*Requirement*: Rewrite the records from the line containing "Where in this scan can the roof ridge" through the line containing "[42,0,261,93]", both lines included, and swap "red" for "brown" while leaving everything else unchanged.

*Task data*:

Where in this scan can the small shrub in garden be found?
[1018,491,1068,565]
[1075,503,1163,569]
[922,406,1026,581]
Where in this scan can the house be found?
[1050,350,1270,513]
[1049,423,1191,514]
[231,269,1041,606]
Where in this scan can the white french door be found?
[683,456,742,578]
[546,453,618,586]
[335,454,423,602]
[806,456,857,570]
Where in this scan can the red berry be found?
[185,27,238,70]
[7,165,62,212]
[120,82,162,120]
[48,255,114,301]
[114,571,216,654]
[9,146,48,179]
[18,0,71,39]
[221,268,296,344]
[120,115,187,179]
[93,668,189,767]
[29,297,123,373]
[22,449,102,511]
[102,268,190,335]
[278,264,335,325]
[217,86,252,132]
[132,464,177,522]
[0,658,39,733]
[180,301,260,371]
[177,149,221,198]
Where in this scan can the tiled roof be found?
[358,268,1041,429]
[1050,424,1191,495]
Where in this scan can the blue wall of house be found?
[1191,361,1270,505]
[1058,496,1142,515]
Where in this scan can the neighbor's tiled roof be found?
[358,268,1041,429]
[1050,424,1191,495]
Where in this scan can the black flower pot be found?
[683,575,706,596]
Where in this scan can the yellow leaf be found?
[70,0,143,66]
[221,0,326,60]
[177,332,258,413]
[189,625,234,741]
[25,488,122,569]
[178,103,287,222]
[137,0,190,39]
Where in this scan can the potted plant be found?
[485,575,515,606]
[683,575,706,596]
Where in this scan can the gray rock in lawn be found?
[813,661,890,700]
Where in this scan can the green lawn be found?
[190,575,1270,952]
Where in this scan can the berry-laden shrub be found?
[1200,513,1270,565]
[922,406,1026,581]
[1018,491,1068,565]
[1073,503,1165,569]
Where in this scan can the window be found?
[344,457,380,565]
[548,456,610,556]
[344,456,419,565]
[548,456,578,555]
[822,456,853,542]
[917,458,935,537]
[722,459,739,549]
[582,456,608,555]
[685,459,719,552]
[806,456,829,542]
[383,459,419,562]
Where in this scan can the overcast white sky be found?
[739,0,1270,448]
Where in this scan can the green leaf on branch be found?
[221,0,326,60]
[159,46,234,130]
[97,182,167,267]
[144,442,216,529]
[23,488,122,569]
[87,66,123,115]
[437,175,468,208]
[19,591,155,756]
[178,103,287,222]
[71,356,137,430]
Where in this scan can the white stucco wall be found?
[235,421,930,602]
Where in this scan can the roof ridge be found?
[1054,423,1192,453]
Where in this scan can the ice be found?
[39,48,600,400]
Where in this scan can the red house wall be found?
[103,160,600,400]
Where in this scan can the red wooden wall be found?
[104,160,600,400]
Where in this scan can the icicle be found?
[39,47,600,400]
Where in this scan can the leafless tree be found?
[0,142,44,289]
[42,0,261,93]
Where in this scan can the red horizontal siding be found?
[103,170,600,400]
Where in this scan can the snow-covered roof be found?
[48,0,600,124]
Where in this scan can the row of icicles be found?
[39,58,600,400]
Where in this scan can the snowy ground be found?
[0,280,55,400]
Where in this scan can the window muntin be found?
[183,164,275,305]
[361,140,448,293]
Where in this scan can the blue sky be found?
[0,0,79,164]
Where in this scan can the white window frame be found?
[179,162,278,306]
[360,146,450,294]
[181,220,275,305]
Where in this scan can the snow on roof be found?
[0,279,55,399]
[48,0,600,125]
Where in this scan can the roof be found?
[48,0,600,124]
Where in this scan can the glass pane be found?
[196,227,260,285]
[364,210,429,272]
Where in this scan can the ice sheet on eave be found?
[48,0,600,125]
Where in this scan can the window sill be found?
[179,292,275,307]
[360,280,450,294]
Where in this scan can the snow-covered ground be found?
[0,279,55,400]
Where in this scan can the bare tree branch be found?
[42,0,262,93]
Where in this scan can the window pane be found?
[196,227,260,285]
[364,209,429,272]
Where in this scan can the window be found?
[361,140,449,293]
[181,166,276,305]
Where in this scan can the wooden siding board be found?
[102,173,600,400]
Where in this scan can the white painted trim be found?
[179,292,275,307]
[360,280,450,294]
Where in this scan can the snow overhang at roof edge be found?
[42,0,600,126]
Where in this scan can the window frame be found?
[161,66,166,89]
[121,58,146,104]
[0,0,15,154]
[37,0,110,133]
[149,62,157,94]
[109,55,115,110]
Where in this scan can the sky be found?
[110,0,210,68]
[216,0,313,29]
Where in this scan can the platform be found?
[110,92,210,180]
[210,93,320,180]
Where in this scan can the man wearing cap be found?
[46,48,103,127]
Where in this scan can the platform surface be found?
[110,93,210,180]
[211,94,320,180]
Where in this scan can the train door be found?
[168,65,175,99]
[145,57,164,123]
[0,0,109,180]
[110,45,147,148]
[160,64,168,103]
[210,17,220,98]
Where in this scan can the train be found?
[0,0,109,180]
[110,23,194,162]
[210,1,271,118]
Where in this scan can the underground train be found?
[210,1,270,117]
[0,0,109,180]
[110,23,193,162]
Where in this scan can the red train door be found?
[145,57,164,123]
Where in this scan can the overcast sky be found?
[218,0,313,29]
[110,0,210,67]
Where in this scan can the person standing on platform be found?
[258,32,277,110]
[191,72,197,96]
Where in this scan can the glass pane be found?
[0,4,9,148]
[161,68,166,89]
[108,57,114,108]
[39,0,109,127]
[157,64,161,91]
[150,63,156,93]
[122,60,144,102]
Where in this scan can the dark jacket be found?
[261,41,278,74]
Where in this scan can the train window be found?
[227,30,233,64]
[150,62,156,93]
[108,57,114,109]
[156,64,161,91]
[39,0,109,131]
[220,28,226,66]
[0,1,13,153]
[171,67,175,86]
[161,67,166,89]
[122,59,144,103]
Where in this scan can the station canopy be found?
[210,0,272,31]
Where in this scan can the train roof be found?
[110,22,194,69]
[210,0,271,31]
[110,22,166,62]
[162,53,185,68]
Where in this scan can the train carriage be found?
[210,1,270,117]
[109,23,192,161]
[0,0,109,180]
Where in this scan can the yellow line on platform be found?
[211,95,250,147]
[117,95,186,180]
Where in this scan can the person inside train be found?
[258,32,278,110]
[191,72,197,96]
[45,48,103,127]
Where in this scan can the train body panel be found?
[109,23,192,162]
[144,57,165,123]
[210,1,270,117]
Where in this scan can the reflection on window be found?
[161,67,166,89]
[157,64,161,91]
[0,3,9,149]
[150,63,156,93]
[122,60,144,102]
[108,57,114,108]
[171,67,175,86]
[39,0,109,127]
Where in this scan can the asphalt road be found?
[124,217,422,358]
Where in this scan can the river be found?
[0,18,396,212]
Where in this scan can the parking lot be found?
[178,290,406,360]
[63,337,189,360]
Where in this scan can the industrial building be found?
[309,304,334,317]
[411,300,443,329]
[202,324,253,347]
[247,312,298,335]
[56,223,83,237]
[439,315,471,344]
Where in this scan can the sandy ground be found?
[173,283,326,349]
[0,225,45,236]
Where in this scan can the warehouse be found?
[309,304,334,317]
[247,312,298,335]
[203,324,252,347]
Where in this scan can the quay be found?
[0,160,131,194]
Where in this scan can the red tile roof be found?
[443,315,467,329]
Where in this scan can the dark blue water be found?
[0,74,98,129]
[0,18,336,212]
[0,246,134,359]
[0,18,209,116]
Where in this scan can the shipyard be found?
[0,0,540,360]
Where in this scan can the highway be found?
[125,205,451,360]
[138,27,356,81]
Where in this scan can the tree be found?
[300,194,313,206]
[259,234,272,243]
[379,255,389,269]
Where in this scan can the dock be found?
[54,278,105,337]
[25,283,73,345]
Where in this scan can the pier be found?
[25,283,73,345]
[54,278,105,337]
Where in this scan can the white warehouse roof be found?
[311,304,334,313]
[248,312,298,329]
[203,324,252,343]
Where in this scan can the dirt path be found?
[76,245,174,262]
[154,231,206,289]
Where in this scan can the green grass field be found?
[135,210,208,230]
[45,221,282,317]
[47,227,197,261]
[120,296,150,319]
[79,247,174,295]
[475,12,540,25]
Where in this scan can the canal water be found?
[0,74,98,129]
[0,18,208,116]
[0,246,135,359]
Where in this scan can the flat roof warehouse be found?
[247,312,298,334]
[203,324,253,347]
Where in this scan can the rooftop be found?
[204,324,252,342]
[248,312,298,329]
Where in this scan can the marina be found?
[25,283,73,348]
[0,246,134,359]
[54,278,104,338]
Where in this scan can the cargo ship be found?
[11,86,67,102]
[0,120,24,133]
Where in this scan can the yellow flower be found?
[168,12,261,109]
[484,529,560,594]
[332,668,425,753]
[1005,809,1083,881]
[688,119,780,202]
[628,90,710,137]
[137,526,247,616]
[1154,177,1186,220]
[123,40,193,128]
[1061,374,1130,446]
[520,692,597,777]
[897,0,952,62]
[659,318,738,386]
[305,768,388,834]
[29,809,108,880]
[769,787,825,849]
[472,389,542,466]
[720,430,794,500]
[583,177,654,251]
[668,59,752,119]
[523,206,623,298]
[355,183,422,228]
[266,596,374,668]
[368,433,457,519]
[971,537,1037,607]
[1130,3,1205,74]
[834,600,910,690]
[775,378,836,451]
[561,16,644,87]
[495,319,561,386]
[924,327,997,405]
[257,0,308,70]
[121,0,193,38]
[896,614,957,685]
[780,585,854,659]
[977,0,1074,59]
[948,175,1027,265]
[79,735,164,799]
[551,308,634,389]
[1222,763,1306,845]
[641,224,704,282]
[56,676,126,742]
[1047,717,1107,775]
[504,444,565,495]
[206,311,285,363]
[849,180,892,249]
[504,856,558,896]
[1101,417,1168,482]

*Complete response*:
Where in this scan can the roof ridge be found?
[1054,423,1192,453]
Where in this scan can the ice be found?
[39,48,600,400]
Where in this scan can the brown house wall be found?
[103,160,600,400]
Where in this scan can the brown wooden wall be found?
[104,160,600,400]
Where in this scan can the icicle be found?
[39,47,600,400]
Where in this scan can the leafless tree be found?
[0,142,44,289]
[42,0,261,93]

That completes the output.